* _Task set_:
a) Do these statements agree with the Tour d'Afrique report below? For each, answer yes or no and quote the report's exact words that settle it: (i) The cyclists have covered 1,400 km in 13 cycling days. (ii) The roads through Egypt in the first week were unpaved. (iii) Sam Bail is the oldest cyclist on the Tour.
b) Carry the Tour d'Afrique report below on from its last sentence.

-- Supplied passage follows --

February 1, 2006 – Tour d’Afrique, the annual 12 000-kilometer bicycle race/expedition from Cairo to Cape Town, billed as the most gruelling bicycle race on earth, is in it’s second week.

Cyclists are adjusting mentally and physically to the many new aspects that this cycling epic brings; new sleeping patterns, sleeping on the ground, different food and water, anti-malaria drugs, the daily strain of the effort required to cover the distance each day, sun stroke, dehydration, desert winds, dust, fluctuations in temperature from 10 to 37 degrees andS saddle sores a plenty! But the rewards are priceless.

Travelling through 10 African countries in all, over 40 intrepid cyclists have already clocked up 1,400 km in 13 cycling days through Egypt and the Sudan and are taking a well earned rest day along the Nile River on the border of the Nubian and Sahara Deserts in the bustling, friendly town of Dongola.

The paved roads through Egypt in the first week gave the cyclists the opportunity to settle into the nomadic lifestyle that will characterise their lives for the next four months and get some serious training in for the challenges of the ‘roads’ of Sudan.

Canadian Sam Bail, the youngest cyclist on the Tour at 19, says of week two in the Sudan ‘You ride the washboard hating it and then you hit the sand with relief. After struggling through the sand for a few kilometres you find yourself wishing you were riding the washboard again!’

A gruelling 25 kilometre desert crossing on day 13 ended in a ferry crossing across the Nile into the Sahara desert with the highlight of the day being the ride into Dongola. ‘On hitting the paved road 10 km’s before Dongola – I thought I was hallucinating! ‘ said Michael Heitz who is fast finding his ‘s and legs’.

In these incredibly hot and thirsty conditions, Staminade, the official energy drink of the Tour, is their lifeline.

The largest, yet least visited country in Africa, Sudan is home to over 37 million people made up of more than 550 ethnic groups. In spite of their political problems and differences, hospitality and generosity is key amongst the Sudanese people. The cyclists are constantly invited into the simple, yet beautiful mud and stone homes for chai, coffee or a meal.

-- Supplied passage concluded --
-- Supplied information follows --

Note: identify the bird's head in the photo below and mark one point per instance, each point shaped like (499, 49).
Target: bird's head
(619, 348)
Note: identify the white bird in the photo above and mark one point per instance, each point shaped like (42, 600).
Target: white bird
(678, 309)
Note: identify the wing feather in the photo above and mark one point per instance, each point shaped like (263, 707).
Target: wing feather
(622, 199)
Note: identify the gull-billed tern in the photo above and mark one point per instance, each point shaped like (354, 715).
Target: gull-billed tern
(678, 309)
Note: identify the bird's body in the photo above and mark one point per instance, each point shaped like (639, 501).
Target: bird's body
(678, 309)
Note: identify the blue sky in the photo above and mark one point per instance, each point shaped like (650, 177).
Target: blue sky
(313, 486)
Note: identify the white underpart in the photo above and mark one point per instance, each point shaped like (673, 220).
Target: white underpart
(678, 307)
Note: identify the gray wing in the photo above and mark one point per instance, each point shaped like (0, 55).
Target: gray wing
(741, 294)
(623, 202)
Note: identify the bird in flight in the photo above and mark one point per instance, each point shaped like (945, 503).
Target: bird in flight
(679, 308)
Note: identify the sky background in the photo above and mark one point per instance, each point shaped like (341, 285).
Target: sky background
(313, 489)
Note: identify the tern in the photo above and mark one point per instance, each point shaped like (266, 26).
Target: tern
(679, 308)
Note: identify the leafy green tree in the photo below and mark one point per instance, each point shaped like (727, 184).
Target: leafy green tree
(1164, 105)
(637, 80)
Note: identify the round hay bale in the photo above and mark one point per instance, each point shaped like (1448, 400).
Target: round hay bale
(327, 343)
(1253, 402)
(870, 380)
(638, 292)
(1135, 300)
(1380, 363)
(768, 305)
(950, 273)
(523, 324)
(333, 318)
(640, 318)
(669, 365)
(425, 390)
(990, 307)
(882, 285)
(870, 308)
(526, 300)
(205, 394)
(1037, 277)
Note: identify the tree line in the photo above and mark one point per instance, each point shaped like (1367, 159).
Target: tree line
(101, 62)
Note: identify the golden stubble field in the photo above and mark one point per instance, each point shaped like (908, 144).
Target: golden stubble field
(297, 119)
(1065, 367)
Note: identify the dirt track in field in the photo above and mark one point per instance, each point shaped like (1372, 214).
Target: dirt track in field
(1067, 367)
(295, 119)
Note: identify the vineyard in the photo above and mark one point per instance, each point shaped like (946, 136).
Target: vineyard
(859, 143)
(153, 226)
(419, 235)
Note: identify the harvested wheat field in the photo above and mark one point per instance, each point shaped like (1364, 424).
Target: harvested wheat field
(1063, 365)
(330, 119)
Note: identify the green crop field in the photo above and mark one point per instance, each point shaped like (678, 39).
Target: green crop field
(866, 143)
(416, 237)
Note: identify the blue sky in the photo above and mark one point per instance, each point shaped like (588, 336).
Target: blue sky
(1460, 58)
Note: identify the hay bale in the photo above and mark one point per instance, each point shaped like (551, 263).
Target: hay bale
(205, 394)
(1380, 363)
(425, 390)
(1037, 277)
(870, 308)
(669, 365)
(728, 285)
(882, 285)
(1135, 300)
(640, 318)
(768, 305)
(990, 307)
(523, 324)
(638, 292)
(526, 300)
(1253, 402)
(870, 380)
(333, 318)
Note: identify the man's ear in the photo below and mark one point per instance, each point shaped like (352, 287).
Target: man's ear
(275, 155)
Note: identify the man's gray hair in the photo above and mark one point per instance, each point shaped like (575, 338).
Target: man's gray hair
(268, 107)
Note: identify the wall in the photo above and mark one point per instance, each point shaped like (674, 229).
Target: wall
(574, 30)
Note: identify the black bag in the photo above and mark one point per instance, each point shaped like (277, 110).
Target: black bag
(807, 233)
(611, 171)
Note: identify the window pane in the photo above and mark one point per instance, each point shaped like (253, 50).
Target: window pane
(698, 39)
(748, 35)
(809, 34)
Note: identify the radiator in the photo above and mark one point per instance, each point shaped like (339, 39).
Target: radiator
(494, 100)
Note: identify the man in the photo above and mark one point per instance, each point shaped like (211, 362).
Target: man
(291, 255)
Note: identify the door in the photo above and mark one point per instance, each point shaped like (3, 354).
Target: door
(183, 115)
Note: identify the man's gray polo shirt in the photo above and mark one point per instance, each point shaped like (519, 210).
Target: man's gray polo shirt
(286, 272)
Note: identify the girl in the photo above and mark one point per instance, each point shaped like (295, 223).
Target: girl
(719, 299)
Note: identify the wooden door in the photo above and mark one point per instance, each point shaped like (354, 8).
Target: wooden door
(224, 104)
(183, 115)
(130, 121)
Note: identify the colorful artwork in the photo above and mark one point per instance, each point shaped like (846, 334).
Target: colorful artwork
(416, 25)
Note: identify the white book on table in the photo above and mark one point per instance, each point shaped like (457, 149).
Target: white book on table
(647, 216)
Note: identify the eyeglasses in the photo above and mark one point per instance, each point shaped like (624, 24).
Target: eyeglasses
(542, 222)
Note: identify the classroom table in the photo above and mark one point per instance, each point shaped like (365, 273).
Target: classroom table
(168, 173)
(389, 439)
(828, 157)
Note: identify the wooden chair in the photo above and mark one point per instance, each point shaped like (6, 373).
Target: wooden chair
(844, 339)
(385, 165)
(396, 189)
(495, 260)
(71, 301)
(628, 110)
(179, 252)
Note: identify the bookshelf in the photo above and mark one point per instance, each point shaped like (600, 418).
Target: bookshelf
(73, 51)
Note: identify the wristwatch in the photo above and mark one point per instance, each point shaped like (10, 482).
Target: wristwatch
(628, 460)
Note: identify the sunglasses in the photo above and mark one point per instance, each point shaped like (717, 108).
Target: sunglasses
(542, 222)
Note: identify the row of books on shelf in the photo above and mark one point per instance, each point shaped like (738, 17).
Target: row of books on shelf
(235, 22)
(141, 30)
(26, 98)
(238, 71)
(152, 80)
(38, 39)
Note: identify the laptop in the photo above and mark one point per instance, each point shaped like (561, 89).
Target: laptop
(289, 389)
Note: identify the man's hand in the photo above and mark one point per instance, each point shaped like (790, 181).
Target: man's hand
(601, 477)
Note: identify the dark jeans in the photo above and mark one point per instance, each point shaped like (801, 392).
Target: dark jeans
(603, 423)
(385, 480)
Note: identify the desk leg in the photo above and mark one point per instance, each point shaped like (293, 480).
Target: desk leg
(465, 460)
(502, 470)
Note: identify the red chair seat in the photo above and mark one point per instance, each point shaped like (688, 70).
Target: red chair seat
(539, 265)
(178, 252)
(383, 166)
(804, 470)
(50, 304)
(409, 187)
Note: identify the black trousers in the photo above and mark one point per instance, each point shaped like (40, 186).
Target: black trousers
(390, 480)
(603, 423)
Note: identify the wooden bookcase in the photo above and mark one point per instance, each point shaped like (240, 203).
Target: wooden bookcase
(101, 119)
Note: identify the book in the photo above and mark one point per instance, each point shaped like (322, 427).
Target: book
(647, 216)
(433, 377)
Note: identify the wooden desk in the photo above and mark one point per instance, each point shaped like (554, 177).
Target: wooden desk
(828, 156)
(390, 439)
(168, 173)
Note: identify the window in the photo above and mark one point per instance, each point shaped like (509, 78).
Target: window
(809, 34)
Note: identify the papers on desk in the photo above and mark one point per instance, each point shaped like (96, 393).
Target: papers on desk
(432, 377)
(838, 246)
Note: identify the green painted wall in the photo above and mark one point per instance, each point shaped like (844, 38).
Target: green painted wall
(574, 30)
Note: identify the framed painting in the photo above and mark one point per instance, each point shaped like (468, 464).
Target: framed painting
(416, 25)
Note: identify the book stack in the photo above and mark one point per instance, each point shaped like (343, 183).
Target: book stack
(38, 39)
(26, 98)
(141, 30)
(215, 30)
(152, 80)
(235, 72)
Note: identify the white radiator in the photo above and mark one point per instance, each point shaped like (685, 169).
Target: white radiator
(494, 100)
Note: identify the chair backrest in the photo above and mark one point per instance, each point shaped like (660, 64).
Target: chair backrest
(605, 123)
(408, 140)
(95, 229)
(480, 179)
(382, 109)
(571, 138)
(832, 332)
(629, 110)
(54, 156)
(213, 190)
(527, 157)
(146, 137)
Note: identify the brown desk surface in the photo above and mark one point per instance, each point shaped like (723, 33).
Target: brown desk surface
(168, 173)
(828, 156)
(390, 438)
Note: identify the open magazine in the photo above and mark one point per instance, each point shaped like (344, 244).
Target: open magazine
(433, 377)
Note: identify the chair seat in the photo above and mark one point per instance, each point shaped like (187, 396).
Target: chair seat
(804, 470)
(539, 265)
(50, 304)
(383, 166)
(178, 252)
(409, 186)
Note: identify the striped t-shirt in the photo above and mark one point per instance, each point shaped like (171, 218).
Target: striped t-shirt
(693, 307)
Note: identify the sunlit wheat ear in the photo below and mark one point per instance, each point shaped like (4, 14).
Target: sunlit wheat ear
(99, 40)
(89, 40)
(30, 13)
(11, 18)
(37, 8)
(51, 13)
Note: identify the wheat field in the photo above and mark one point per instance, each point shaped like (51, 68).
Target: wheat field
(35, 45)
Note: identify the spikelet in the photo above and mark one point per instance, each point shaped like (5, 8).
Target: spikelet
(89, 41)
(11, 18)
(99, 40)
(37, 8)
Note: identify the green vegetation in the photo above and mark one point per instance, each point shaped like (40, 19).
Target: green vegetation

-- Supplied information concluded --

* _Outputs in order_:
a)
(i) Yes: "have already clocked up 1,400 km in 13 cycling days"
(ii) No: "The paved roads through Egypt in the first week"
(iii) No: "the youngest cyclist on the Tour at 19"

b)
While the leisure riders soak up the culture in the villages, take photos and time to meet the people along the way, the competition amongst the racers is foreshadowing an incredible cycling event for this year.

The South African riders are at the fore in both the male and female sections, with George Oertel and Joan Louwrens in first positions, and Pieter van Rooyen and Phillipa Le Roux in second positions.

Race Results:
12 days – 1,336 kms

Male Riders
– George Oertel – South African – 43:41:12
– Pieter Van Rooyen – South African – 44:40:12
– Matthew Caretti – American – 44:58:13

Female Riders
– Joan Louwrens – South African – 50:36
– Phillipa Le Roux – South African – 58:11
– Christa Meier – Swiss – 59:34

From Dongola, the Tour will follow the Nile for a day and half, crossing into the Sahara desert before entering the city of Khartoum at the confluence of the Blue and the White Nile rivers. The first time trial of the Tour will take place 30 km’s in the desert before arriving in Khartoum.

The Tour takes approximately 120 days to cross the African continent, of which 95 are cycling days. The cyclists cover an average distance of 125 km (75 miles) each day with a rest day every 5-6 days.